The other problem is that the film (or at least is marketing) pretends to be RETURN OF THE KING – that is, the final chapter in a trilogy – even though the story has no definite conclusion that would make it feel like a permanent ending. Instead, the script casually disses several characters, either killing them off or deleting their powers. This works for a while, fooling the viewer into thinking that anything can happen because the filmmakers are not saving the characters for the next sequel. But in the end, even this strategy turns out to be a ruse: the film has not one but two scenes at the end that restore/revive certain characters, clearly leaving the door wide open for the franchise to continue with no continuity problems at all.

Material shown |

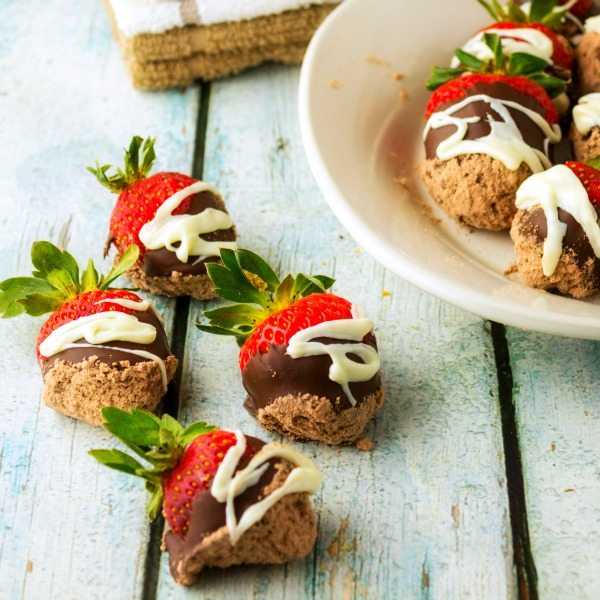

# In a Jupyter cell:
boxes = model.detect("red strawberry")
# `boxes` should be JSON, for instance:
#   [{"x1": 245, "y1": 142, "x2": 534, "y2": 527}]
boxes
[
  {"x1": 565, "y1": 162, "x2": 600, "y2": 207},
  {"x1": 88, "y1": 136, "x2": 198, "y2": 257},
  {"x1": 198, "y1": 250, "x2": 360, "y2": 371},
  {"x1": 0, "y1": 242, "x2": 140, "y2": 363},
  {"x1": 90, "y1": 407, "x2": 258, "y2": 536},
  {"x1": 482, "y1": 21, "x2": 574, "y2": 70},
  {"x1": 425, "y1": 73, "x2": 558, "y2": 124}
]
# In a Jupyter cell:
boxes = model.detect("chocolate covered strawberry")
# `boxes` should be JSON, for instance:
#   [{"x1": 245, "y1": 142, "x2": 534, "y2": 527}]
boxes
[
  {"x1": 0, "y1": 242, "x2": 177, "y2": 425},
  {"x1": 421, "y1": 40, "x2": 565, "y2": 231},
  {"x1": 90, "y1": 408, "x2": 321, "y2": 585},
  {"x1": 200, "y1": 250, "x2": 383, "y2": 444},
  {"x1": 88, "y1": 136, "x2": 236, "y2": 299},
  {"x1": 511, "y1": 162, "x2": 600, "y2": 298}
]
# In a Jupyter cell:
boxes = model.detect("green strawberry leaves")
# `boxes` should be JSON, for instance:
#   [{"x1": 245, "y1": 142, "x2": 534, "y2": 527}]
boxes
[
  {"x1": 86, "y1": 135, "x2": 156, "y2": 194},
  {"x1": 0, "y1": 241, "x2": 139, "y2": 319},
  {"x1": 196, "y1": 249, "x2": 335, "y2": 344},
  {"x1": 426, "y1": 33, "x2": 567, "y2": 98},
  {"x1": 89, "y1": 406, "x2": 215, "y2": 520},
  {"x1": 477, "y1": 0, "x2": 569, "y2": 29}
]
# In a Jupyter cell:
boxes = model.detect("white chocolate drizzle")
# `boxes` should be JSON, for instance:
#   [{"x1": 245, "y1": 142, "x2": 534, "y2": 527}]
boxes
[
  {"x1": 573, "y1": 93, "x2": 600, "y2": 135},
  {"x1": 210, "y1": 431, "x2": 323, "y2": 545},
  {"x1": 585, "y1": 15, "x2": 600, "y2": 33},
  {"x1": 139, "y1": 181, "x2": 237, "y2": 263},
  {"x1": 286, "y1": 308, "x2": 381, "y2": 406},
  {"x1": 451, "y1": 27, "x2": 554, "y2": 67},
  {"x1": 423, "y1": 94, "x2": 562, "y2": 173},
  {"x1": 516, "y1": 165, "x2": 600, "y2": 277}
]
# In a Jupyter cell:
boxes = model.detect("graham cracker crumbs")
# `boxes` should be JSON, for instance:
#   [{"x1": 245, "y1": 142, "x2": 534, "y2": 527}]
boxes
[
  {"x1": 398, "y1": 88, "x2": 410, "y2": 102},
  {"x1": 355, "y1": 436, "x2": 372, "y2": 452},
  {"x1": 366, "y1": 54, "x2": 392, "y2": 67}
]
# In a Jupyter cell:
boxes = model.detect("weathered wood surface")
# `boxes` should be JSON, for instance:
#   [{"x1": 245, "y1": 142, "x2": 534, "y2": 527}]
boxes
[
  {"x1": 0, "y1": 0, "x2": 198, "y2": 600},
  {"x1": 507, "y1": 329, "x2": 600, "y2": 600},
  {"x1": 157, "y1": 67, "x2": 516, "y2": 600}
]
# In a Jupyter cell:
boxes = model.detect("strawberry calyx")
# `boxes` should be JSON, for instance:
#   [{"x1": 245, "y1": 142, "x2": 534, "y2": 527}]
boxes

Exercises |
**A)** According to the film review, what does the script do to several characters?
**B)** Take everything in the film review from "The other problem" down to "problems at all.", and substitute "audience" for "viewer".
Rely only on the film review to complete these tasks.

Task-by-task answers |
**A)** It either kills them off or deletes their powers.

**B)**
The other problem is that the film (or at least is marketing) pretends to be RETURN OF THE KING – that is, the final chapter in a trilogy – even though the story has no definite conclusion that would make it feel like a permanent ending. Instead, the script casually disses several characters, either killing them off or deleting their powers. This works for a while, fooling the audience into thinking that anything can happen because the filmmakers are not saving the characters for the next sequel. But in the end, even this strategy turns out to be a ruse: the film has not one but two scenes at the end that restore/revive certain characters, clearly leaving the door wide open for the franchise to continue with no continuity problems at all.